Task to carry out =
Transcribe the Medicaid managed care article between "In other survey" and "in managed care.", inclusive.

--- Selected passage ---

19 Sep Managed Care Prevails As States’ Medicaid Health Care Delivery Method
imagingBiz | Managed care is now the prevailing method through which states deliver health care to Medicaid beneficiaries. However, key findings of a survey released September 13 by the Kaiser Family Foundation’s Commission on Medicaid and the Uninsured (KMCU) indicate that states may not have the capacity to accommodate the spike in enrollment that is anticipated from health reform in 2014.
The survey, which describes state Medicaid managed care programs, their diversity, and how states monitor access and quality, also shows that two-thirds of low-income Medicaid recipients are enrolled in comprehensive managed care programs. The latter include risk-based managed care organizations (MCOs) and primary care case management programs.
Alaska, Wyoming, and New Hampshire were the only three states that did not have any managed care programs as of October 2010 when the survey was conducted, according to the report. Of individuals covered by Medicaid, 50% are in MCOs, 16%, in primary care case management programs; and 34%, in traditional fee-for-service programs.
Moreover, according to the survey, nearly two-thirds of those enrolled in Medicaid MCOs are in plans that primarily or exclusively serve Medicaid enrollees. Roughly half of MCO beneficiaries are covered by for-profit plans and the remainder, by non-profit plans.
“We see the prospect for an accelerated amount of activity in managed care in Medicaid because state budget and fiscal pressures are expected to continue,” says Vernon Smith, managing principal at Health Management Associates, which cooperated with Kaiser in preparing the survey. “State Medicaid programs are looking more to including populations that are more vulnerable into managed care,” and the prospect of a marked increase in the number of individuals on Medicaid under health reform looms large.
KMCU Executive Director Diane Rowland says that increasingly, states are incorporating quality metrics in their managed care programs to improve outcomes, measure performance, and reduce costs, with the term “care management” replacing the words “managed care.”
In other survey findings, a majority of states report that, for at least one Medicaid managed care program and/or geographic area, they now require enrollment in managed care for such populations as seniors. Half of states report some enrollment of those who are dually eligible for Medicaid and Medicare in managed care.

--- Provided records ---

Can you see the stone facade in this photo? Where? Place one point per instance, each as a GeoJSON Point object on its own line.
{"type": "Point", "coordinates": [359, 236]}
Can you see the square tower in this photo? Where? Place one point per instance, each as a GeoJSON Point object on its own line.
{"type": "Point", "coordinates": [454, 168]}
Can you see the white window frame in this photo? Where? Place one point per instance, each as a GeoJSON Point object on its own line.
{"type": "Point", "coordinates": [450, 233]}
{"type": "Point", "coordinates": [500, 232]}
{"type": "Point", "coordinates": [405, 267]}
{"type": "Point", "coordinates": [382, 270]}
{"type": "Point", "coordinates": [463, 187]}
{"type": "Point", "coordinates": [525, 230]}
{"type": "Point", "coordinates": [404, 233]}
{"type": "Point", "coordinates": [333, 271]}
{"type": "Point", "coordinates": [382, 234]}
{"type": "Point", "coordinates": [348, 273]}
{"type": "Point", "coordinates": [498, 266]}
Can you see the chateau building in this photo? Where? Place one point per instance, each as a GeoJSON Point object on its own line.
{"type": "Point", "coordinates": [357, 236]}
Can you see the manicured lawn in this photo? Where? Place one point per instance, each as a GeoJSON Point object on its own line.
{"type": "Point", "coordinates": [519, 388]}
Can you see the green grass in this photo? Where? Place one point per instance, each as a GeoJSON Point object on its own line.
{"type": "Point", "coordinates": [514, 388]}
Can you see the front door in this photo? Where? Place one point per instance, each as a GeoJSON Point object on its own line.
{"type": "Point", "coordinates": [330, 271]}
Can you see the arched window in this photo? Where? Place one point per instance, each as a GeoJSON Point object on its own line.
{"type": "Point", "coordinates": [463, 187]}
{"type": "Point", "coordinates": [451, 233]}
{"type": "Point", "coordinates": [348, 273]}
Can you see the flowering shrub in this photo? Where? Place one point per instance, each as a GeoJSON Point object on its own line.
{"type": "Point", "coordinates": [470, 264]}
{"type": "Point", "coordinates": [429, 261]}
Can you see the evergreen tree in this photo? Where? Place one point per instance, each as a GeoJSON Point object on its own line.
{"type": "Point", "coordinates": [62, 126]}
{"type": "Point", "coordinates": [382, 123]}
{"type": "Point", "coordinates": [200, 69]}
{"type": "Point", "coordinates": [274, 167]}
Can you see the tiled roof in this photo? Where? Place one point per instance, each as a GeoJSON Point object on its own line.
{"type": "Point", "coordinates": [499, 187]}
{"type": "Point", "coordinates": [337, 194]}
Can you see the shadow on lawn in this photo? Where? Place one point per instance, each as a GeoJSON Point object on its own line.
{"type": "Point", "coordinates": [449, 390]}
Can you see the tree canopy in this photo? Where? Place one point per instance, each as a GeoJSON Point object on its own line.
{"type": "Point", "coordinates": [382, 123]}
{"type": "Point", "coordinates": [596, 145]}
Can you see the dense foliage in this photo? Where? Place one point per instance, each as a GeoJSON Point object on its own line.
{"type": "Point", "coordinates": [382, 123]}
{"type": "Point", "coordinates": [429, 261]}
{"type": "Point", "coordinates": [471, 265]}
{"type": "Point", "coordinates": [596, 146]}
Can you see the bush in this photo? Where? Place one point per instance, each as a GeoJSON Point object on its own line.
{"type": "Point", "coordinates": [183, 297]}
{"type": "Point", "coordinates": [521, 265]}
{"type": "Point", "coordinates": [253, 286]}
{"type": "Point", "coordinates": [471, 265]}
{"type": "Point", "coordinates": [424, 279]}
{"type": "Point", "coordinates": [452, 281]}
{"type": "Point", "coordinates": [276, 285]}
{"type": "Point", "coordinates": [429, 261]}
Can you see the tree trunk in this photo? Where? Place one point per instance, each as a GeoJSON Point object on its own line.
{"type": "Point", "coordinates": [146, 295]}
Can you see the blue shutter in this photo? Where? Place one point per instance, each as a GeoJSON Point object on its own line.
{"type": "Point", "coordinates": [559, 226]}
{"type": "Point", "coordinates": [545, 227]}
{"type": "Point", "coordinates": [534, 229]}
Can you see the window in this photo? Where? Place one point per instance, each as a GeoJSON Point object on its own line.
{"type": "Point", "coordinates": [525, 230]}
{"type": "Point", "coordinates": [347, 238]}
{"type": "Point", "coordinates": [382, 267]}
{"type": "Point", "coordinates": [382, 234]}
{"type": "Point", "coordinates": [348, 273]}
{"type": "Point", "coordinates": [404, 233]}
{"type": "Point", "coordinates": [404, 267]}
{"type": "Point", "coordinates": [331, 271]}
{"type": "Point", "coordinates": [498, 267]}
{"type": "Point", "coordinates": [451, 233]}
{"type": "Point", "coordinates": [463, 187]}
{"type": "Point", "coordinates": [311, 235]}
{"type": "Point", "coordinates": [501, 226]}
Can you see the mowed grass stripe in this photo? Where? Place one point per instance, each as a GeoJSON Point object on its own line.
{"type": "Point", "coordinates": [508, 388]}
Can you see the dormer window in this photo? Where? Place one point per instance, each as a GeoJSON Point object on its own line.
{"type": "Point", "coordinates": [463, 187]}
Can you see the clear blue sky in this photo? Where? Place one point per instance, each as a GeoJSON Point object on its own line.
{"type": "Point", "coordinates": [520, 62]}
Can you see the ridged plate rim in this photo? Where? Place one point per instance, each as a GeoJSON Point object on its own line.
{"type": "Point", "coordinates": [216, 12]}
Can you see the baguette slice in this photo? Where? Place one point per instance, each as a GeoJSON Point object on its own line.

---

Answer box =
In other survey findings, a majority of states report that, for at least one Medicaid managed care program and/or geographic area, they now require enrollment in managed care for such populations as seniors. Half of states report some enrollment of those who are dually eligible for Medicaid and Medicare in managed care.